本文:

....

例えば、歌い出しの♪I’m Dreaming of a White Christmas♪のところ、語尾のリット(テンポが落ちる)から、またテンポを戻して、次の♪Just like the once I used to know♪に行くっていう、そういうテンポ・チェンジのところを一人多重で合わせるにはどうしたら良いかと、いろいろ考えた。一番最初は、自分が指揮しているところをビデオに撮って、それを見ながらやろうとしたんだけど、実際にやってみると全然ダメだった。そこで次に考えたのは、フレーズごとに別々に録音する方法で。最初の♪I’m Dreaming of〜 ♪までを録って、今度はその次の♪Just like the once〜♪を録って、という具合に1フレーズごとに別々に録音して、その後でマルチテープにつないで、一曲にしてミックスした。 これはかなりうまくいった。ものすごく時間はかかったけど。ブレス(息継ぎ)に注意してやれば、あたかも全部通して歌っているように聴こえる。でも実際はそうやってバラバラに作ってる。
ビーチ・ボーイズの「SUMMER DAYS(AND SUMMER NIGHTS‼︎)」(1965年)に入っている「AND YOUR DREAMS COME TRUE」っていう曲は、まさにフォー・フレッシュメン・スタイルのアカペラ・コーラスなんだけど、あれも1フレーズづつ別々に録っている。あの時代はアナログLPだったので目立たなかったけど、CDで聴くと、テープの繋ぎ目がはっきりわかる。ブレスが途中で切れたりして、部分部分を別に録って繋いでいることがわかる。それだけ難しい曲なんだけど、でも、フォー・フレッシュメンはビーチ・ボーイズより20年近く前に、ああいうハーモニーを一発録りしてたんだからね。しかも、彼らはそれを演奏しながら歌ってたわけだから、すごいとしか言えない。

....

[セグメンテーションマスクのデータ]
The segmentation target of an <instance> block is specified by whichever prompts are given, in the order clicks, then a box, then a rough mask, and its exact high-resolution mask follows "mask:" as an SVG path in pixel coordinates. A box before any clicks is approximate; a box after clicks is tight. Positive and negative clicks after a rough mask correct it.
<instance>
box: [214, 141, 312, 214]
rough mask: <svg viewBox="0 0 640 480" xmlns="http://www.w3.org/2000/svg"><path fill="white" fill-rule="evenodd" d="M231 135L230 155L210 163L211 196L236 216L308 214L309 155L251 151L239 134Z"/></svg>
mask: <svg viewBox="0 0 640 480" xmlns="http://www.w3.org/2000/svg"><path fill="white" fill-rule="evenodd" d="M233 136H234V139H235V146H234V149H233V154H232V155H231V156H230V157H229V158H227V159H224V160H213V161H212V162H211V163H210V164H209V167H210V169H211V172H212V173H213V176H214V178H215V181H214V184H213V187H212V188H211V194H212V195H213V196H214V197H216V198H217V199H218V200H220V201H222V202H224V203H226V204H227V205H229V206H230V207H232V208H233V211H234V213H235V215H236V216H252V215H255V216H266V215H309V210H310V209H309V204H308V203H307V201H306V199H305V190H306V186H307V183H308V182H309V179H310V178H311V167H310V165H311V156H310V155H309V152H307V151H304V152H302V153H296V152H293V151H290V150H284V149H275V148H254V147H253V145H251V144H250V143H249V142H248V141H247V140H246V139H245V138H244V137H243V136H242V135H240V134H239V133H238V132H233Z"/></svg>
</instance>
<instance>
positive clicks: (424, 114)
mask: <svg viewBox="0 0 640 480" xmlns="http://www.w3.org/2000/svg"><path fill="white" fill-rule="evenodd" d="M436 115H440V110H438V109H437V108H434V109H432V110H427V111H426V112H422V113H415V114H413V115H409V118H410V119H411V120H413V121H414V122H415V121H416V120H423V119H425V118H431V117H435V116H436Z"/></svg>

....

やること:
1: 上の本文を、一字も変えずに最初から最後まで書き出してください。
2: 記録の最初の行から「rough mask: <svg」を含む行までを、「rough mask」を「coarse mask」に置き換えて書き直してください。ほかは一切変えず、その範囲の行だけを出してください。

解答:
1:
例えば、歌い出しの♪I’m Dreaming of a White Christmas♪のところ、語尾のリット(テンポが落ちる)から、またテンポを戻して、次の♪Just like the once I used to know♪に行くっていう、そういうテンポ・チェンジのところを一人多重で合わせるにはどうしたら良いかと、いろいろ考えた。一番最初は、自分が指揮しているところをビデオに撮って、それを見ながらやろうとしたんだけど、実際にやってみると全然ダメだった。そこで次に考えたのは、フレーズごとに別々に録音する方法で。最初の♪I’m Dreaming of〜 ♪までを録って、今度はその次の♪Just like the once〜♪を録って、という具合に1フレーズごとに別々に録音して、その後でマルチテープにつないで、一曲にしてミックスした。 これはかなりうまくいった。ものすごく時間はかかったけど。ブレス(息継ぎ)に注意してやれば、あたかも全部通して歌っているように聴こえる。でも実際はそうやってバラバラに作ってる。
ビーチ・ボーイズの「SUMMER DAYS(AND SUMMER NIGHTS‼︎)」(1965年)に入っている「AND YOUR DREAMS COME TRUE」っていう曲は、まさにフォー・フレッシュメン・スタイルのアカペラ・コーラスなんだけど、あれも1フレーズづつ別々に録っている。あの時代はアナログLPだったので目立たなかったけど、CDで聴くと、テープの繋ぎ目がはっきりわかる。ブレスが途中で切れたりして、部分部分を別に録って繋いでいることがわかる。それだけ難しい曲なんだけど、でも、フォー・フレッシュメンはビーチ・ボーイズより20年近く前に、ああいうハーモニーを一発録りしてたんだからね。しかも、彼らはそれを演奏しながら歌ってたわけだから、すごいとしか言えない。

2:
The segmentation target of an <instance> block is specified by whichever prompts are given, in the order clicks, then a box, then a coarse mask, and its exact high-resolution mask follows "mask:" as an SVG path in pixel coordinates. A box before any clicks is approximate; a box after clicks is tight. Positive and negative clicks after a coarse mask correct it.
<instance>
box: [214, 141, 312, 214]
coarse mask: <svg viewBox="0 0 640 480" xmlns="http://www.w3.org/2000/svg"><path fill="white" fill-rule="evenodd" d="M231 135L230 155L210 163L211 196L236 216L308 214L309 155L251 151L239 134Z"/></svg>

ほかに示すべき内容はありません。